WHAT THIS EXERCISE ASKS =>
1) According to the Giant Mine article, about how many tonnes of tailings are stored in ponds above ground at the mine site?
2) Transcribe the stretch of the Giant Mine article from "The cloud appeared" through "fire had started." word for word.

TEXT PASSAGE =>
>>>>
North

Cover dusty Giant Mine tailings ponds: N.W.T. chief

Dust blowing off toxic waste ponds at the defunct Giant Mine near Yellowknife has a nearby aboriginal leader concerned and calling on at least one level of government to have the ponds covered up for good.
Dust from the Giant Mine's tailings ponds often creates clouds outside Yellowknife. ((CBC))
Dust blowing off toxic waste ponds at the defunct Giant Mine near Yellowknife has a nearby aboriginal leader concerned and calling on at least one level of government to have the ponds covered up for good.

About 16 million tonnes of tailings — the powdered rock left over from half a century of gold refining at Giant Mine — are stored in tailings ponds above ground at the mine site.

Dust from the pond often creates a cloud over the site, located about five kilometres outside Yellowknife.

The cloud appeared to be so thick one time last year that Chief Fred Sangris of the Yellowknives Dene First Nation in Dettah said he thought a forest fire had started.

"We had a 60-, 70-kilometre wind that time, and it was going right over my community," Sangris told CBC News.
<<<<
ENTRIES SUPPLIED =>
>>>>
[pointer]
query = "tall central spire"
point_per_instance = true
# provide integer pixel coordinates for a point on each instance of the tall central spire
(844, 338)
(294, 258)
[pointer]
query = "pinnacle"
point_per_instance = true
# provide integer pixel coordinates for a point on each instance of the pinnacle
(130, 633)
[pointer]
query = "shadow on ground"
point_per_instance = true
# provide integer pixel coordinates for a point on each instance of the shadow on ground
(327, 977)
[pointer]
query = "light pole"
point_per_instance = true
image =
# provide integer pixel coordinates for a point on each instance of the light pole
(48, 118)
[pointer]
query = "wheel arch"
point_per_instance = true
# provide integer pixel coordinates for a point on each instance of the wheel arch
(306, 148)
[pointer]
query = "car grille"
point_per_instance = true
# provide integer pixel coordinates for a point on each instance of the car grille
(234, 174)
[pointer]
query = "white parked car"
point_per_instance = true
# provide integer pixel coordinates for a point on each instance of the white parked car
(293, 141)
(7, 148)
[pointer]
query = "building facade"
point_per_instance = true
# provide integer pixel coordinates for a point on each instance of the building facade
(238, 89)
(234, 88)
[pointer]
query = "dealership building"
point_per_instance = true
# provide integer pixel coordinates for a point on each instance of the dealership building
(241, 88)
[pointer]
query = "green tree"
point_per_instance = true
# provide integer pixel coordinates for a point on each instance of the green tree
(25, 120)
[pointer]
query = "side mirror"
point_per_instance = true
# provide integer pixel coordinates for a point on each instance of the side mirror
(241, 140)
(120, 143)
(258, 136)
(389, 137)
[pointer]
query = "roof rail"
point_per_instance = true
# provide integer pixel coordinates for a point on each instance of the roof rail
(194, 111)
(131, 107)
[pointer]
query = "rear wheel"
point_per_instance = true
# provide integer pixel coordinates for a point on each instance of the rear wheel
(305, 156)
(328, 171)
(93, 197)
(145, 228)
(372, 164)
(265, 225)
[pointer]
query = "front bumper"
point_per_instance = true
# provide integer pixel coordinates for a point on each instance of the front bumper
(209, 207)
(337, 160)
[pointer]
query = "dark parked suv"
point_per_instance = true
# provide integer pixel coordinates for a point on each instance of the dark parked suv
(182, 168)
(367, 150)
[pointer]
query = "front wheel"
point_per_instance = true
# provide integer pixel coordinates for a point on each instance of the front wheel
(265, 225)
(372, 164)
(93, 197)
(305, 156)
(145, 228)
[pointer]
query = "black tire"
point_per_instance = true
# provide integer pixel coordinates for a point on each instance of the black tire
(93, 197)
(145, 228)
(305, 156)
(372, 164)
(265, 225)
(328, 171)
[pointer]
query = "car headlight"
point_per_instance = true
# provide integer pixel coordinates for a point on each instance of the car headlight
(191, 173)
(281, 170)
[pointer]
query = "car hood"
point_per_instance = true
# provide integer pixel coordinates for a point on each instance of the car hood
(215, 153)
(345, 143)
<<<<
TASK-BY-TASK RESULTS =>
1) About 16 million tonnes.

2)
The cloud appeared to be so thick one time last year that Chief Fred Sangris of the Yellowknives Dene First Nation in Dettah said he thought a forest fire had started.